Rows ->
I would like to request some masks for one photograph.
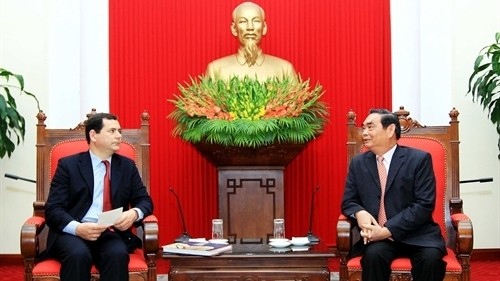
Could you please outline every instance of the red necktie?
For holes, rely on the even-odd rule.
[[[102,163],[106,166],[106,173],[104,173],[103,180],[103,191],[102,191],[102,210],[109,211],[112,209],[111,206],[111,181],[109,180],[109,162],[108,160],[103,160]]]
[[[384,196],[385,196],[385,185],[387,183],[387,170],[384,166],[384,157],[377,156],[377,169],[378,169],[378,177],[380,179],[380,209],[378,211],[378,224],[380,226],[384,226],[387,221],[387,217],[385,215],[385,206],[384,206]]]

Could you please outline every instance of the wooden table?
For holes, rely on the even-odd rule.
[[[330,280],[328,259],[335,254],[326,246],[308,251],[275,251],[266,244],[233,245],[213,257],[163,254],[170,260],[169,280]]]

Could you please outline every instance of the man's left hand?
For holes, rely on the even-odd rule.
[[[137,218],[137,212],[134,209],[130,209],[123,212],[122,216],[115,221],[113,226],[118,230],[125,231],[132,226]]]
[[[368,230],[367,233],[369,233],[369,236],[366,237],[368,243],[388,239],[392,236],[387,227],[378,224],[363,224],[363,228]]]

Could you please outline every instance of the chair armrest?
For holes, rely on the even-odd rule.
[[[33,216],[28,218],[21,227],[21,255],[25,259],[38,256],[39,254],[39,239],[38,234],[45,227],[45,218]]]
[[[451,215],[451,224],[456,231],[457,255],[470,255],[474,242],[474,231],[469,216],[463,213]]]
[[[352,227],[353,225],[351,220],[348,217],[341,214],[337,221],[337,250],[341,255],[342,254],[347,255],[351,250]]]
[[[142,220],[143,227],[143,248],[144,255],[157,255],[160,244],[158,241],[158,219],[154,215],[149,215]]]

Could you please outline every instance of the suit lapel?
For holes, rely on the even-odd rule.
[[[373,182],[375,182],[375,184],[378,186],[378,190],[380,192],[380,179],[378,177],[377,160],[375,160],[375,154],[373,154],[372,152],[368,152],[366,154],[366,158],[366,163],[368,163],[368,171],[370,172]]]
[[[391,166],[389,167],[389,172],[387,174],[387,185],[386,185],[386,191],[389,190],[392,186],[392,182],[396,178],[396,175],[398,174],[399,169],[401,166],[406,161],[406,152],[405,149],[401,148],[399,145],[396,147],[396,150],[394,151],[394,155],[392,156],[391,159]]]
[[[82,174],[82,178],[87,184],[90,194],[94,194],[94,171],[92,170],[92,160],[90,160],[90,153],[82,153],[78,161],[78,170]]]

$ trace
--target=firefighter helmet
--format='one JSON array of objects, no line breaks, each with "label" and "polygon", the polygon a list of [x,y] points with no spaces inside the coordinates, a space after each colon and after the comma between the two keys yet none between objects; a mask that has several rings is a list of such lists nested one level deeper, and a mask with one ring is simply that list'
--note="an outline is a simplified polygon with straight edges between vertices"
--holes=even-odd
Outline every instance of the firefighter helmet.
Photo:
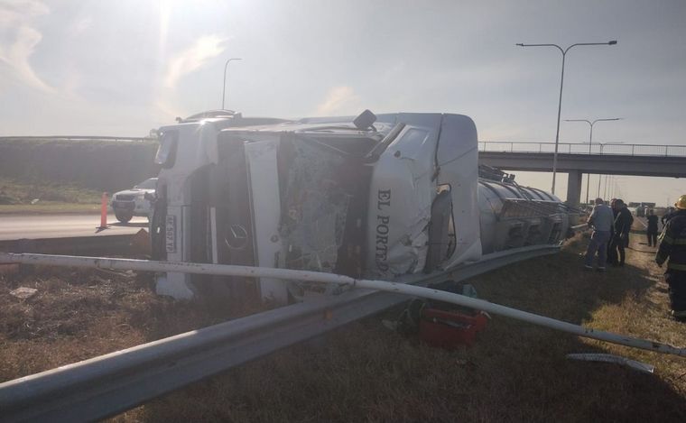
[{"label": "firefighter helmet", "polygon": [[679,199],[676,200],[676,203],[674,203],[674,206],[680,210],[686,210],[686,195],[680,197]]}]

==

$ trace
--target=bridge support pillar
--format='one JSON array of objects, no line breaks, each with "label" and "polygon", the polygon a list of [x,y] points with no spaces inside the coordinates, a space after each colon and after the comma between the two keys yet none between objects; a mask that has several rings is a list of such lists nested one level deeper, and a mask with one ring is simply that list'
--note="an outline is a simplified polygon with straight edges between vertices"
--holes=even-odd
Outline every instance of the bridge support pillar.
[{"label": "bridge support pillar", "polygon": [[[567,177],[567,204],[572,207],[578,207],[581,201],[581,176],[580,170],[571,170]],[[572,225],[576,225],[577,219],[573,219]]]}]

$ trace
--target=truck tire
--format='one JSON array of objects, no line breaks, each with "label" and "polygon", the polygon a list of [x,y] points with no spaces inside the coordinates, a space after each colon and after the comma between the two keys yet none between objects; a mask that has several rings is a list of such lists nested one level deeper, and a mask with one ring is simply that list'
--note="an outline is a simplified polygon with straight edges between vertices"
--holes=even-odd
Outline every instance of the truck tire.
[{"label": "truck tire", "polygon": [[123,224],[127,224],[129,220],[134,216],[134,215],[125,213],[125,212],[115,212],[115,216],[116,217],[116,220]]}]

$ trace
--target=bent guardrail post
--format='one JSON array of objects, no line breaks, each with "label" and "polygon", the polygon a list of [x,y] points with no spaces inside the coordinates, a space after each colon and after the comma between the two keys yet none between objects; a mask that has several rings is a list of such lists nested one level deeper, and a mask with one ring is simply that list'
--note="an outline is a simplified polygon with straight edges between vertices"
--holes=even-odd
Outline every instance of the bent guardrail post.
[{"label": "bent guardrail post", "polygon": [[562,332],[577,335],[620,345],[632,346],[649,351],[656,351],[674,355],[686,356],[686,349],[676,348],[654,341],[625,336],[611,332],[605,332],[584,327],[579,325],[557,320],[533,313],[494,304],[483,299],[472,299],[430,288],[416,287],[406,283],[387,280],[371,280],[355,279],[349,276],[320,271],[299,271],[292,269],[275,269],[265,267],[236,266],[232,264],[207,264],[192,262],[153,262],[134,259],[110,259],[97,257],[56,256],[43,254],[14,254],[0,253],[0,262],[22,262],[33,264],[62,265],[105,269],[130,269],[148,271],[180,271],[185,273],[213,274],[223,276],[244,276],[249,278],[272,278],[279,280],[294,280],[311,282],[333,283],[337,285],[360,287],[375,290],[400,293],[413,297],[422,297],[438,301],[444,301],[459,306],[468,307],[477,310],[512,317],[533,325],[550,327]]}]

...

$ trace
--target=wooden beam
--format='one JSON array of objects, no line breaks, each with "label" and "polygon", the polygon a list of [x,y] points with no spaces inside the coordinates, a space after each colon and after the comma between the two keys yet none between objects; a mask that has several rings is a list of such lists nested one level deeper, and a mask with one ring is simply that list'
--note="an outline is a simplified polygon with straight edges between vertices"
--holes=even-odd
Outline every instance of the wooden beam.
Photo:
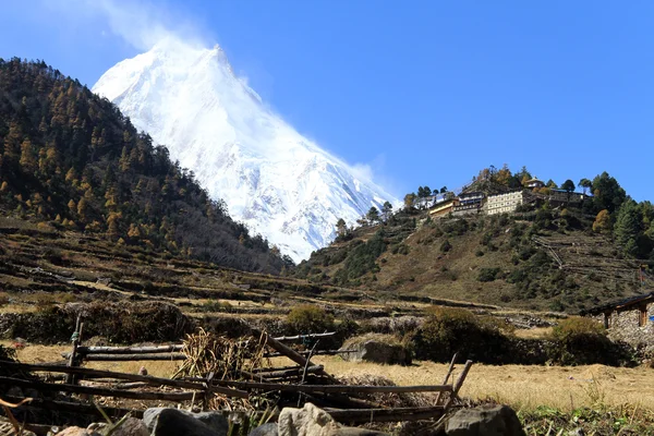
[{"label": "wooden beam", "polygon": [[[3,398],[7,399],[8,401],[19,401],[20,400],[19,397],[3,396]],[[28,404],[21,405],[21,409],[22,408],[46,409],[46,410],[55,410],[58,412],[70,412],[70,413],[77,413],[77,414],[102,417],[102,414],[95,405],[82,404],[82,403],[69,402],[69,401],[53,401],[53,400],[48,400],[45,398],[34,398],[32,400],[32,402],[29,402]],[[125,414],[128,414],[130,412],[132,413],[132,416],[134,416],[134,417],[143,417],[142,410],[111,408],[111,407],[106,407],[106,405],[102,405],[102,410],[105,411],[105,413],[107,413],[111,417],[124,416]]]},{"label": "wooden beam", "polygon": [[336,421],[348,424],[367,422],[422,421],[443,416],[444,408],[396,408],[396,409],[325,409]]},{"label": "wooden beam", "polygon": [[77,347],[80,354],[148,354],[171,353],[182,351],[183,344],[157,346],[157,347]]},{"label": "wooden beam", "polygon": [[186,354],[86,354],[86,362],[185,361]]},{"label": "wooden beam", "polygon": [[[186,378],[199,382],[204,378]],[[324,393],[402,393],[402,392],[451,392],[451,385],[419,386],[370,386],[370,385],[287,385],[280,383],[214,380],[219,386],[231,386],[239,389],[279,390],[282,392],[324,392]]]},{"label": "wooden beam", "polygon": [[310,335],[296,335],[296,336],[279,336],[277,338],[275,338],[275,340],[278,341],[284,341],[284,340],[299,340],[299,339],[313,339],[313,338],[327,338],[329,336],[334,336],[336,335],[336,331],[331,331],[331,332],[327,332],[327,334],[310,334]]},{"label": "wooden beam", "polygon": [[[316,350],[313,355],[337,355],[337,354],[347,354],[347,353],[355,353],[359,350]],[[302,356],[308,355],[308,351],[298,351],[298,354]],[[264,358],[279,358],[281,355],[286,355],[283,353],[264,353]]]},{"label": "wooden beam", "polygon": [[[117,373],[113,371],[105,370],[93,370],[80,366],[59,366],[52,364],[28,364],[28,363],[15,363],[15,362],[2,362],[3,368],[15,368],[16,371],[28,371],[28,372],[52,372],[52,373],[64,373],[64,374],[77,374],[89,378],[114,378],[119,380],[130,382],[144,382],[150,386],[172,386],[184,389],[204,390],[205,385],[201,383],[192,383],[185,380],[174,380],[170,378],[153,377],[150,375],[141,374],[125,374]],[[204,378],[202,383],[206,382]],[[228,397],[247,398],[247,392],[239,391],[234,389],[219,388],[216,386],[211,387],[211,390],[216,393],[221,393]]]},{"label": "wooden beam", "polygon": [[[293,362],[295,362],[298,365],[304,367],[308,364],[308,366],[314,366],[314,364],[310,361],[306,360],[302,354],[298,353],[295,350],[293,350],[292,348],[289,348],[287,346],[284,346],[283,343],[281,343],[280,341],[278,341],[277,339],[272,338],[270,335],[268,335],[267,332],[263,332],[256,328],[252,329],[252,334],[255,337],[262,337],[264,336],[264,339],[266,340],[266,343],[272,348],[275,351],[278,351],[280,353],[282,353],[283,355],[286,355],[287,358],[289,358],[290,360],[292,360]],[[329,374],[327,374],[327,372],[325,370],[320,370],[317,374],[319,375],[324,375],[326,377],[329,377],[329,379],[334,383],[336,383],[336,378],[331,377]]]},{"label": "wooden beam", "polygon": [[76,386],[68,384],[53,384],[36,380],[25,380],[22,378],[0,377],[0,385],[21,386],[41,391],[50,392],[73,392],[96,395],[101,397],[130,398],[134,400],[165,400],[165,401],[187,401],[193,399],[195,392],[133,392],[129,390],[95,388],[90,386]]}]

Exercise instructions -> Select every line in the three blocks of lines above that contains the string "bridge", treating case as significant.

Final result ->
--target=bridge support pillar
Outline every instance of the bridge support pillar.
[{"label": "bridge support pillar", "polygon": [[[567,177],[567,204],[572,207],[578,207],[581,201],[581,176],[580,170],[571,170]],[[572,225],[576,225],[577,219],[573,219]]]}]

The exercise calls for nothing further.